*Michael Jackson was physically exhausted from a day of grueling rehearsals for his marathon 50-night comeback tour.
But his nightly battle with insomnia had just begun. After showering and getting into bed, he called for his “milk,” a powerful drug he had been using to escape into unconsciousness.
Jackson saw the anesthetic known as propofol as his salvation. On June 25, 2009, it became the King of Pop’s death potion.
How he overdosed in his mansion on a drug intended for hospital use is at the center of the manslaughter trial this week of the doctor he hired to be his highly paid personal physician for the “This is It” tour.
Testimony about the drug is expected to dominate the trial of Dr. Conrad Murray, a Houston cardiologist who has pleaded not guilty to a charge of involuntary manslaughter in Los Angeles Superior Court.
The prosecution claims Murray was grossly negligent in giving Jackson propofol at home without proper lifesaving equipment available and then left the room long enough to find his patient not breathing when he returned.
His defense team claims the singer, desperate for sleep, swallowed an additional dose of the drug when his doctor was out of the room.
Getting to the truth of it will come down to sometimes technical testimony from an array of medical experts, pathologists and even the police officers and paramedics who inspected Murray’s equipment in the bedroom where Jackson went into cardiac arrest.
The defense theory, based on evidence that a trace amount of propofol — .13 milligrams — was found in Jackson’s stomach, may be a hard sell.
The drug is administered intravenously, usually during surgery. Scientific witnesses may be asked to explain how it could have gotten into his stomach. Some doctors say ingesting it orally is almost unheard of.
“It’s an odd, on-the-edge defense theory,” said Dr. Gil Tepper, chief of staff at Miracle Mile Medical Center in Los Angeles. “It would not put you to sleep and it would move through the system very rapidly, causing awful diarrhea.”
There are few authoritative studies and few statistics on deaths caused by the drug. It remains uncertain if the judge will allow a Chilean doctor’s study of students who voluntarily drank the drug or a study of pigs who received it rectally.

※

### TASK REQUIREMENTS
Copy the passage of the article on the Conrad Murray trial word for word, from "Getting to the" to "a hard sell.".

### DATASET SECTION
※

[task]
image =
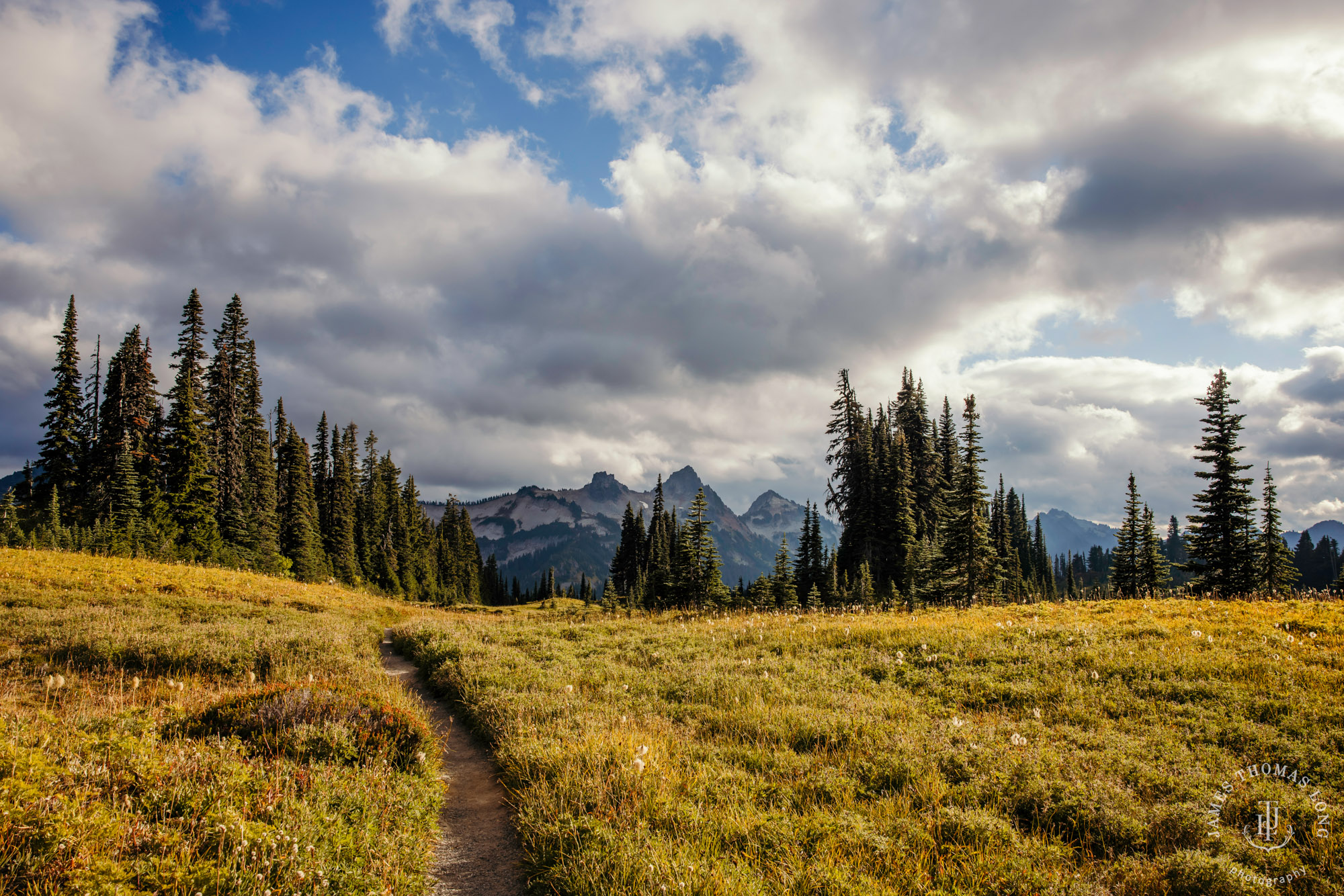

※

### FINISHED EXERCISE
Getting to the truth of it will come down to sometimes technical testimony from an array of medical experts, pathologists and even the police officers and paramedics who inspected Murray’s equipment in the bedroom where Jackson went into cardiac arrest.
The defense theory, based on evidence that a trace amount of propofol — .13 milligrams — was found in Jackson’s stomach, may be a hard sell.